----- Provided entries

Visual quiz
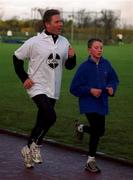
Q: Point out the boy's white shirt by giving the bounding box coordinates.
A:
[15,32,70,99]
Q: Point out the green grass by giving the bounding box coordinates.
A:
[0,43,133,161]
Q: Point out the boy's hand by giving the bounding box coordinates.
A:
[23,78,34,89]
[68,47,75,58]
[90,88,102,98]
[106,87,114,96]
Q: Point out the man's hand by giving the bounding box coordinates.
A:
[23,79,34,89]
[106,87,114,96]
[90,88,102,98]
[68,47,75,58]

----------
----- Provided entries

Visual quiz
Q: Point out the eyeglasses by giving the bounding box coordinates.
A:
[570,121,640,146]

----------
----- Provided entries

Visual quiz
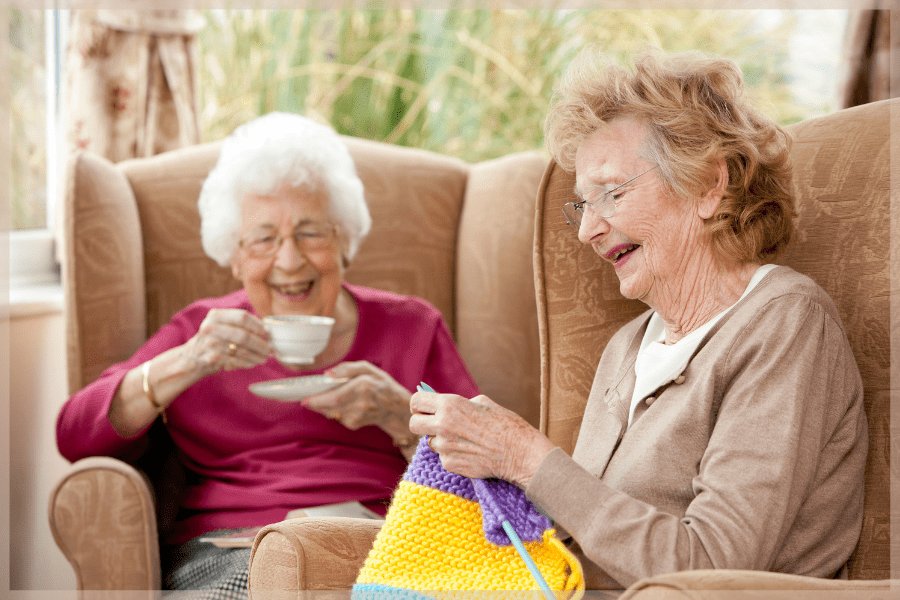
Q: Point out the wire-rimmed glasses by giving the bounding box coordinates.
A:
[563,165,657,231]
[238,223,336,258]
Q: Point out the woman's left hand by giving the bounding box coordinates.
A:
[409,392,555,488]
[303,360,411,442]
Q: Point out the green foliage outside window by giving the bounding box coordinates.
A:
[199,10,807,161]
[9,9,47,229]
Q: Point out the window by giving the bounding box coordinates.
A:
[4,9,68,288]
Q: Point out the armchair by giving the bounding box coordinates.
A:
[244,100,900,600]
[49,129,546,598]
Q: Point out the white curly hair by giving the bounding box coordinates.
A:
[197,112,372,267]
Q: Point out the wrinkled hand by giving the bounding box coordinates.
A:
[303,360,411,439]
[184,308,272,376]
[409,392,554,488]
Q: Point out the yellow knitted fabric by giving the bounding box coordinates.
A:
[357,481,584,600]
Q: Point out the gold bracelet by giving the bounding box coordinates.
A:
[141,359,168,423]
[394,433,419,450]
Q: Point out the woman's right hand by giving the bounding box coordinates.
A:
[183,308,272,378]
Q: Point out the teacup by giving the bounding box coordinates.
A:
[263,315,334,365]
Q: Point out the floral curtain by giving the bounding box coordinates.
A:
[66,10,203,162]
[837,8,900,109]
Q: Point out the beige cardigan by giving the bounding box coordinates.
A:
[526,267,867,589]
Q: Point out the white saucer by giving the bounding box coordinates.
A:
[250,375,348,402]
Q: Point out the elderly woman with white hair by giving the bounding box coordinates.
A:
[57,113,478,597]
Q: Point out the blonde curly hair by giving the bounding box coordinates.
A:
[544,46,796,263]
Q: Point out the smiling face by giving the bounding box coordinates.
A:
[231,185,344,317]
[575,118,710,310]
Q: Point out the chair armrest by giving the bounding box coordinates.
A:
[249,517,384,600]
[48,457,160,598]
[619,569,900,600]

----------

Given request: Show every line in the rows above that contains the string "woman", copying each line in full.

Full solution:
Q: Point out the woman's left hand by giving the bounding box coordinates.
Q: Point out the woman's right hand by giving the bounding box coordinates.
Q: Point out the elderly woman with white hair by giving the bounding box coordinates.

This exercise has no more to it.